- Source passage -
•••••
Why Migrate from Fixed Budgets?

If you're currently using thinking: {type: "enabled", budget_tokens: N} on Opus 4.6 or Sonnet 4.6, you should plan to migrate. Here's why:

  • Better performance on bimodal tasks – Adaptive thinking excels when your workload mixes simple and complex requests. Claude doesn't waste tokens on easy questions.
  • Long-horizon agentic workflows – Interleaved thinking (thinking between tool calls) is automatically enabled. This is critical for agents that need to reason, act, observe, and reason again.
  • Cost efficiency – You only pay for the thinking Claude actually uses, not a fixed budget that may be too high or too low.
  • Future-proof – Manual budget_tokens is deprecated on Opus 4.6 and Sonnet 4.6 and will be removed in a future model release.

Migration Steps

  • Change thinking.type from "enabled" to "adaptive"
  • Remove budget_tokens entirely
  • Optionally add an effort level (start with "high")
•••••
- Data for analysis -
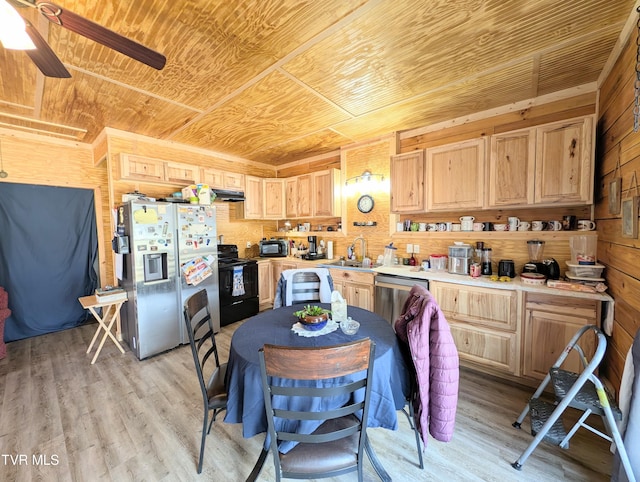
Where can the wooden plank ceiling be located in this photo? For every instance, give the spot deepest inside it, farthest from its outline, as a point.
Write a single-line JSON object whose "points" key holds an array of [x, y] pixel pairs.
{"points": [[279, 80]]}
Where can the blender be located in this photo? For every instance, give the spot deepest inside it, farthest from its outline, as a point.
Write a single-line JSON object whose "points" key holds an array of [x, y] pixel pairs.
{"points": [[536, 263]]}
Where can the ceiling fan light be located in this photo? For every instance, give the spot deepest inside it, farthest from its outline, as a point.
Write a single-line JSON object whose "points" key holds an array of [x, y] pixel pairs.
{"points": [[13, 33]]}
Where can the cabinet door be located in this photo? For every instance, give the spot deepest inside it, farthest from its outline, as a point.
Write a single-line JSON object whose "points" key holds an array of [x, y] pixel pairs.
{"points": [[304, 195], [265, 284], [253, 198], [327, 193], [181, 173], [233, 181], [512, 168], [141, 168], [456, 175], [564, 168], [408, 182], [494, 308], [291, 197], [494, 349], [273, 198], [213, 177], [548, 326]]}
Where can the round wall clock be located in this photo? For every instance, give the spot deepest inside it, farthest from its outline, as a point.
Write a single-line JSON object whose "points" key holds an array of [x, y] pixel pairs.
{"points": [[365, 203]]}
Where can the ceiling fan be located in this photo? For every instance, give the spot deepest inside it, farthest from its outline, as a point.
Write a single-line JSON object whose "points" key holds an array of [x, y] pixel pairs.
{"points": [[48, 62]]}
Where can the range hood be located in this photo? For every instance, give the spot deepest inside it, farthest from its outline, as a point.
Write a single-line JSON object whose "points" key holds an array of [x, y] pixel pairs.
{"points": [[228, 196]]}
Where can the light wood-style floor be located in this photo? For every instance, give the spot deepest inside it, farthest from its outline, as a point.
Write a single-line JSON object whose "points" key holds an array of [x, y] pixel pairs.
{"points": [[123, 419]]}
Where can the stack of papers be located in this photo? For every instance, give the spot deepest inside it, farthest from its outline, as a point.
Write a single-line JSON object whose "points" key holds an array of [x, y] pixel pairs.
{"points": [[104, 295]]}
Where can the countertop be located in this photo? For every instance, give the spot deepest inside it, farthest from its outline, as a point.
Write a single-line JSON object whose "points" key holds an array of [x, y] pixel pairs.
{"points": [[433, 275], [484, 281]]}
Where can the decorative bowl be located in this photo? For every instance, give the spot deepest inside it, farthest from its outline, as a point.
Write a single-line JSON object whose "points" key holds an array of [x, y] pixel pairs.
{"points": [[349, 326], [313, 323]]}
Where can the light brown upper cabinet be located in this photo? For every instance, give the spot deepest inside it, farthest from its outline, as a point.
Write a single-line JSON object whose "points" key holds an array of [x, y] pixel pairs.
{"points": [[253, 205], [273, 198], [407, 182], [213, 177], [291, 197], [512, 168], [564, 167], [298, 196], [327, 193], [550, 164], [141, 168], [217, 179], [233, 181], [455, 176], [176, 173]]}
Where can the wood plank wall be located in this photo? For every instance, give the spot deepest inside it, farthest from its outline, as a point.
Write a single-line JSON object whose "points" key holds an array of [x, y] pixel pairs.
{"points": [[617, 144], [374, 156]]}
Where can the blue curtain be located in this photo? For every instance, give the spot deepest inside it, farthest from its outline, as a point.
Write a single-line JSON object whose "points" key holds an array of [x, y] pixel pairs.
{"points": [[48, 250]]}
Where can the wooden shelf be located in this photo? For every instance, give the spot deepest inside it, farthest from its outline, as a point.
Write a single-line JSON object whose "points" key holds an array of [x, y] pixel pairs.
{"points": [[516, 235]]}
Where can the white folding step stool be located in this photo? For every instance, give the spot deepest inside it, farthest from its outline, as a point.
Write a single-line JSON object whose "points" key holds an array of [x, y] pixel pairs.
{"points": [[583, 392]]}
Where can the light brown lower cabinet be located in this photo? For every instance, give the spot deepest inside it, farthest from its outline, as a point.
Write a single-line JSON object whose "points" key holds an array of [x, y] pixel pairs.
{"points": [[484, 325], [515, 333], [549, 323], [356, 287], [278, 266]]}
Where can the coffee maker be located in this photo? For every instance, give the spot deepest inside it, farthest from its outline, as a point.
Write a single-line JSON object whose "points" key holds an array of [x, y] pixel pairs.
{"points": [[313, 249], [535, 263]]}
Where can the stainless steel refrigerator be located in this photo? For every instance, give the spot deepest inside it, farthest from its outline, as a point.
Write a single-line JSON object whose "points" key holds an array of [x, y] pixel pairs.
{"points": [[162, 237], [197, 239]]}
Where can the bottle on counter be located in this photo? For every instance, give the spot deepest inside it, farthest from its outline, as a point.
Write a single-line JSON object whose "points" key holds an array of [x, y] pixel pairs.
{"points": [[486, 261]]}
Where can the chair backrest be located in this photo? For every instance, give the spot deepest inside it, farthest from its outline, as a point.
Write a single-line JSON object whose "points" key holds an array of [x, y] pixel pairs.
{"points": [[199, 324], [289, 372], [306, 287]]}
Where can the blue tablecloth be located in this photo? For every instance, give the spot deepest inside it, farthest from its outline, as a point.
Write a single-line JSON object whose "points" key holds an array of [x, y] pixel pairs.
{"points": [[245, 400]]}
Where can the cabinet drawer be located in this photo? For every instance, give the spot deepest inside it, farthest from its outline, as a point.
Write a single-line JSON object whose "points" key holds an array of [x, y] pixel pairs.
{"points": [[494, 349], [482, 306]]}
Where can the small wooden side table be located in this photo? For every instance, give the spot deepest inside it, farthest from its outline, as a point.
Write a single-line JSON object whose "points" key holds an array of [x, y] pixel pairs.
{"points": [[110, 313]]}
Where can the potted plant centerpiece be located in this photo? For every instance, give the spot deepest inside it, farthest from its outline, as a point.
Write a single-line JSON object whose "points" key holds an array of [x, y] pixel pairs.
{"points": [[313, 317]]}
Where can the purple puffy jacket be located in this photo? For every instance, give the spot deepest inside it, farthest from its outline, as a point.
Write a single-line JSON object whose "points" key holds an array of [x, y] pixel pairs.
{"points": [[424, 329]]}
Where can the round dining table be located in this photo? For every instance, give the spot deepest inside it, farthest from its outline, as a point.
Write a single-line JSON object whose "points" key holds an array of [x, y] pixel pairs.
{"points": [[245, 402]]}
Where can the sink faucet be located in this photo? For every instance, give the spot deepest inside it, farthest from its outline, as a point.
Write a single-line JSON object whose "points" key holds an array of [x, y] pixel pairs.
{"points": [[363, 246]]}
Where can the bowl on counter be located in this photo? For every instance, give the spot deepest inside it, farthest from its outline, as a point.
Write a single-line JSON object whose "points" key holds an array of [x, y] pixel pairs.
{"points": [[349, 326]]}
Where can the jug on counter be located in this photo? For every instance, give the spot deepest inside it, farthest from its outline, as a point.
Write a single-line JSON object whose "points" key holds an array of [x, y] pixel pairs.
{"points": [[466, 223], [552, 268]]}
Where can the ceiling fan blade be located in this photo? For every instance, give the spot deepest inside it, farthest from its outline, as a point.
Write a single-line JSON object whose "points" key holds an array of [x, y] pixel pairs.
{"points": [[102, 35], [44, 58]]}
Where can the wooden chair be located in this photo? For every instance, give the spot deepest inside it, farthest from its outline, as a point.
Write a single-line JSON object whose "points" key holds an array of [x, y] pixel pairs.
{"points": [[337, 445], [211, 373]]}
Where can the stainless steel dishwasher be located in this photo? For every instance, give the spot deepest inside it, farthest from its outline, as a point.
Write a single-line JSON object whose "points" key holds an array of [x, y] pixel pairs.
{"points": [[391, 293]]}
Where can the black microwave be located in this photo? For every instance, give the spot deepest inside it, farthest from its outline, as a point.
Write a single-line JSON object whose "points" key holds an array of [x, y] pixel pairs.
{"points": [[273, 248]]}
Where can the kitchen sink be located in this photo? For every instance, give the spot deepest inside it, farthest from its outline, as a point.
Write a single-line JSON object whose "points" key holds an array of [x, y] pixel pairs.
{"points": [[347, 263], [350, 264]]}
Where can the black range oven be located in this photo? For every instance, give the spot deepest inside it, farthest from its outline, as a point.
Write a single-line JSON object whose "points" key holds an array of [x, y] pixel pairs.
{"points": [[237, 285]]}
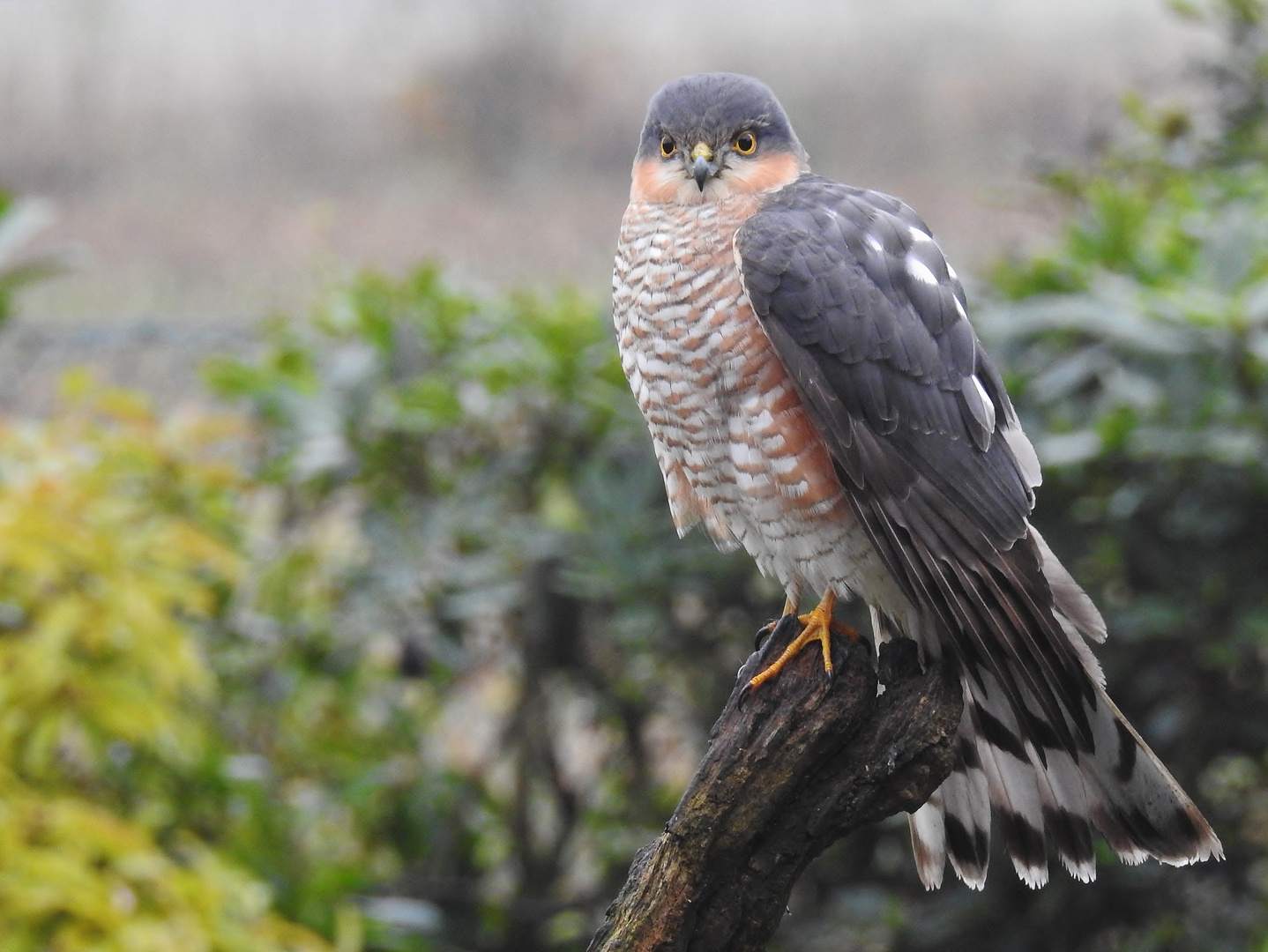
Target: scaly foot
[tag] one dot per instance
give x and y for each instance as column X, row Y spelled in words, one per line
column 818, row 627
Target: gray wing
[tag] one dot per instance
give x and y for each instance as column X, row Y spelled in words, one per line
column 870, row 322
•••••
- Assignment -
Can you continue the passage on migrating from fixed thinking budgets, starting right after its last migration step? Nothing in the records is needed here.

- Exercise answer -
  • Test on a representative sample of your workload
  • Monitor latency and cost—adaptive thinking often reduces both
Before (deprecated):
thinking={"type": "enabled", "budget_tokens": 16000}
After (recommended):
thinking={"type": "adaptive"},
thinking_config={"effort": "high"}

Practical Use Cases

1. Customer Support Bot

A support bot handles everything from password resets to complex billing disputes. With adaptive thinking:

  • Simple requests ("What's my account balance?") → no thinking → fast, cheap
  • Complex requests ("Why was my transaction declined and how do I appeal?") → deep thinking → accurate

2. Code Generation Assistant

  • Simple snippet ("Write a function to reverse a string") → low effort
  • Complex refactoring ("Migrate this monolithic Java app to microservices") → high effort

3. Research Agent

Use effort: "max" or "xhigh" for deep analytical tasks like literature review synthesis or mathematical proofs.

Best Practices

  • Start with default efforthigh works well for most use cases. Only adjust if you have specific latency or depth requirements.
  • Combine with tool use – Adaptive thinking's interleaved thinking makes it ideal for agents that call tools, process results, and call more tools.
  • Monitor thinking blocks – In streaming mode, look for thinking content blocks to understand how Claude is reasoning.
  • Test on representative data – Don't just test on easy examples. Include edge cases that require deep reasoning.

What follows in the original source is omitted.